-- Begin Given records --
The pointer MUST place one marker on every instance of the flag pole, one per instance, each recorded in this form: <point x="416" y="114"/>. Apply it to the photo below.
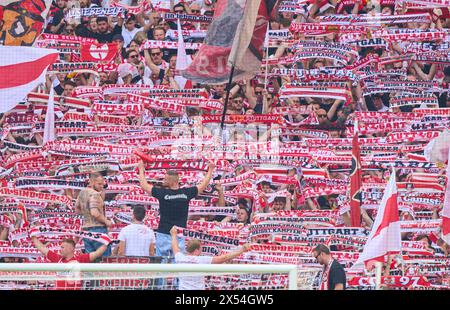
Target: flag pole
<point x="226" y="99"/>
<point x="266" y="43"/>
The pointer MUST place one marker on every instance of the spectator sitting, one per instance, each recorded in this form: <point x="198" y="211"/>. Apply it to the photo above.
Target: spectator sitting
<point x="193" y="256"/>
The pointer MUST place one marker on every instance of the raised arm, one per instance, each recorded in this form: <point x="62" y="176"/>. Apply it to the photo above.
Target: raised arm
<point x="39" y="245"/>
<point x="142" y="181"/>
<point x="98" y="253"/>
<point x="202" y="186"/>
<point x="221" y="202"/>
<point x="227" y="257"/>
<point x="121" y="248"/>
<point x="175" y="247"/>
<point x="95" y="204"/>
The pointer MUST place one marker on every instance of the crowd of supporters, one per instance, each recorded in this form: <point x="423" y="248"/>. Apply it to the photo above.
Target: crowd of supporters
-- End Given records --
• Goal: Can you update the entries above by replacing "marker" with "dot" everywhere, keeping everything else unchanged and leaving the pictures out?

• Answer:
The pointer MUST place one dot on every instance of the flag pole, one per instance, each recorded in this form: <point x="416" y="114"/>. Apply it to the photo below.
Target: flag pole
<point x="226" y="99"/>
<point x="266" y="43"/>
The pointer MUST place one dot on every instance of the spectator sitting, one per instance, each recorded in this form: <point x="198" y="211"/>. Apply it to the photo above.
Target: spectator sitting
<point x="193" y="256"/>
The pointer MUST place one dot on every instance of the raised arm, one per instance, each recorded in this form: <point x="62" y="176"/>. Apply it to the photo above.
Target: raised arm
<point x="39" y="245"/>
<point x="142" y="181"/>
<point x="98" y="253"/>
<point x="202" y="186"/>
<point x="221" y="202"/>
<point x="227" y="257"/>
<point x="121" y="248"/>
<point x="175" y="247"/>
<point x="95" y="204"/>
The pointer MUST place one dot on every instance of the crowd of supporters, one per instance, each recorded in this form: <point x="423" y="248"/>. Apply it to the photo above.
Target: crowd of supporters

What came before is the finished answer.